__EXCERPT__.
Most experts recommend starting with the unapproved methylphenidate, then trying dextroamphetamine or mixed amphetamine salts. Because most preschoolers cannot swallow pills, the best choices are chewable tablets or liquid formulations (some methylphenidate formulations). The long-acting beaded formulations of any of these stimulants (Adderall XR, Metadate CD, Ritalin LA, and Focalin XR), which can be sprinkled on food and do not need to be swallowed whole, can also be tried.
Most guidelines recommend using short-acting agents for initial titration followed by a long-acting agent for maintenance. Start toddlers at half the starting dose for school-aged children, and then titrate up every 7 days, with close monitoring of side effects and growth patterns. Most guidelines also recommend monthly visits after the initial titration period. Because preschoolers with ADHD who require pharmacotherapy are usually symptomatic in all settings (home, school or day care, and social), the guidelines recommend 7-days-per-week treatment.
At the request of his second grade teacher, LB--a 7-year-old European American boy--presented for treatment of his ADHD. In kindergarten, he had struggled with sitting during story time and talked all the time. By first grade, LB was still routinely getting out of his seat to sharpen pencils, was trapped in a tree, and was not invited for playdates. No one wanted him on the soccer team because he would not pass the ball to teammates. He lost his Game Boy and rarely completed or turned in his homework. Homework time was impossible and his parents were frustrated when they tried to get him to complete his homework assignments.
When the behaviors persisted in second grade, the parents brought him in for an assessment.
School-aged children with ADHD present for evaluation at one of two different points; the timing depends on the ADHD subtype. The two presentations have different differential diagnoses and medical workups. I will discuss these issues separately here. The treatment options are similar, however, and these are discussed together.
Combined type ADHD. The vignette above describes a typical first or second grader with classic combined type ADHD who presents with symptoms in all settings and who has serious impairment in school functioning. Children with combined type ADHD usually have had symptoms since kindergarten or preschool; however, the family often does not seek help until late in the first-grade year--after the teacher finally becomes overwhelmed and calls the parents with an ADHD academic or behavioral crisis.
Typically, in September and October, the child's ADHD symptoms are usually chalked up to the need to adjust to school; disruptive behavior in November and December is often overlooked by the teacher as being caused by the excitement of the upcoming holidays; and it is likely to be ignored a third time in January, when it is attributed to readjustment after the winter break. Then in February, the ADHD behavior that has been present for the entire school year is suddenly seen as a big problem. The child and parent(s) are referred to you with a diagnosis by the teacher of ADHD who recommends that the parents ask for a prescription for a stimulant.

__EXERCISE BRIEF__. According to the ADHD excerpt, how often should a toddler's dose be titrated up? Rely only on the ADHD excerpt, without outside knowledge.

__RECORD EXTRACTS__.
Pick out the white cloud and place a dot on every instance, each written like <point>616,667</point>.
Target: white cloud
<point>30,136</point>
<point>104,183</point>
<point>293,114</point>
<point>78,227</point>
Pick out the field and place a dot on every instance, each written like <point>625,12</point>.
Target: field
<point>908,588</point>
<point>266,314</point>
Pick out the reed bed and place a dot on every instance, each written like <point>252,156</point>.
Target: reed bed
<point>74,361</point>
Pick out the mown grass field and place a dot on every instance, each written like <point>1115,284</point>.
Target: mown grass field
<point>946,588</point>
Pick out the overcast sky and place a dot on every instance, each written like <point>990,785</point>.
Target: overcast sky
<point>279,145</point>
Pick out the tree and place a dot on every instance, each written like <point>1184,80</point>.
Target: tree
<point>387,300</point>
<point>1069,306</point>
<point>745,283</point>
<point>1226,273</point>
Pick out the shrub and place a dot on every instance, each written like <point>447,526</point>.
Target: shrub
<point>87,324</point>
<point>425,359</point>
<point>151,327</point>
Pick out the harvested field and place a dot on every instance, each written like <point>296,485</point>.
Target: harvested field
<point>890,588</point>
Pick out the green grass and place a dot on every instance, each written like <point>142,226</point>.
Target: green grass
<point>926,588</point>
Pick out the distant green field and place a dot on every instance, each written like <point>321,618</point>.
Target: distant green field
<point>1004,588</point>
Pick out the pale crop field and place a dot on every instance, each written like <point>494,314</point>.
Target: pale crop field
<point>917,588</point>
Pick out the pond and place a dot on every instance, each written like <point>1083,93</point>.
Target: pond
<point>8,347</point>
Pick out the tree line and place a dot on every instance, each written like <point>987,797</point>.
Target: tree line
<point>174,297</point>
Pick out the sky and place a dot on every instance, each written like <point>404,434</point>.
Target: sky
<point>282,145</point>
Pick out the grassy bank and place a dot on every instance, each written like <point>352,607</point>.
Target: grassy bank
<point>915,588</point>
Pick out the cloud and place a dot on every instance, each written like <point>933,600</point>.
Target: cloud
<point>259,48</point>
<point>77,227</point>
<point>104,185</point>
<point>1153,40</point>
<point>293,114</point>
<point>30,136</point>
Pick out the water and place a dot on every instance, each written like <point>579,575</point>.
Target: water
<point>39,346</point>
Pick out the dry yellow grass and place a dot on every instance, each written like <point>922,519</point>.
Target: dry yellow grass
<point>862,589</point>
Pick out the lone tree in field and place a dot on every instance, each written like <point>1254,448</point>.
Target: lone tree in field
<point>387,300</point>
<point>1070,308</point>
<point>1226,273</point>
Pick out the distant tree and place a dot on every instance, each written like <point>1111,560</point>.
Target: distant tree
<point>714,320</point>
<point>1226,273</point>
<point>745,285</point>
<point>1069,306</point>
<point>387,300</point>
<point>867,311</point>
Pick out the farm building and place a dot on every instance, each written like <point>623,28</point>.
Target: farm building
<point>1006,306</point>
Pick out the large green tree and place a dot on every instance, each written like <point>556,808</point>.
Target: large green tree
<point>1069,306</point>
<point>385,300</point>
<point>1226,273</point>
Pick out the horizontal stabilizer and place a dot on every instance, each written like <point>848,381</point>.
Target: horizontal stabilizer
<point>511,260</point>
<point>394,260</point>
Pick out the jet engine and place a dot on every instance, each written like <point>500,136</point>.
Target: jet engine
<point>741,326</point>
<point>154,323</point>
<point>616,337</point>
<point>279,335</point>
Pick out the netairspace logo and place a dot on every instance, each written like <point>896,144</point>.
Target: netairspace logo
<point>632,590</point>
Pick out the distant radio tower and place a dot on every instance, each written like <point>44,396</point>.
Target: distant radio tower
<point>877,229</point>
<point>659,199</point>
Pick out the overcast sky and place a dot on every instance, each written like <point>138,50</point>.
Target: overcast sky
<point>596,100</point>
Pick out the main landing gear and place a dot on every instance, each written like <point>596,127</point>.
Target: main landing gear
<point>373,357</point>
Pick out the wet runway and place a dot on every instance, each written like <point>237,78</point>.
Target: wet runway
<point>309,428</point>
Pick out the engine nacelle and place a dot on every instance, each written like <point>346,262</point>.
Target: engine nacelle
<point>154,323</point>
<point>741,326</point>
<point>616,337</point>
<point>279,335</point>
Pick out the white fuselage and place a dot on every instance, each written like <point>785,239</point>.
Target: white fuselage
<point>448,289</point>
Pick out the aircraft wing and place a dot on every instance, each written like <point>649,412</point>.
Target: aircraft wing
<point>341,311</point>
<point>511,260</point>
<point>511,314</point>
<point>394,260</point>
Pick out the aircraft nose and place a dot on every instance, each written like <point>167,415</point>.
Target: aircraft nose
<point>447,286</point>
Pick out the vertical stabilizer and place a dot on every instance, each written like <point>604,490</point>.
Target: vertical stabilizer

__RESULT OF THIS EXERCISE__. Every 7 days, with close monitoring of side effects and growth patterns.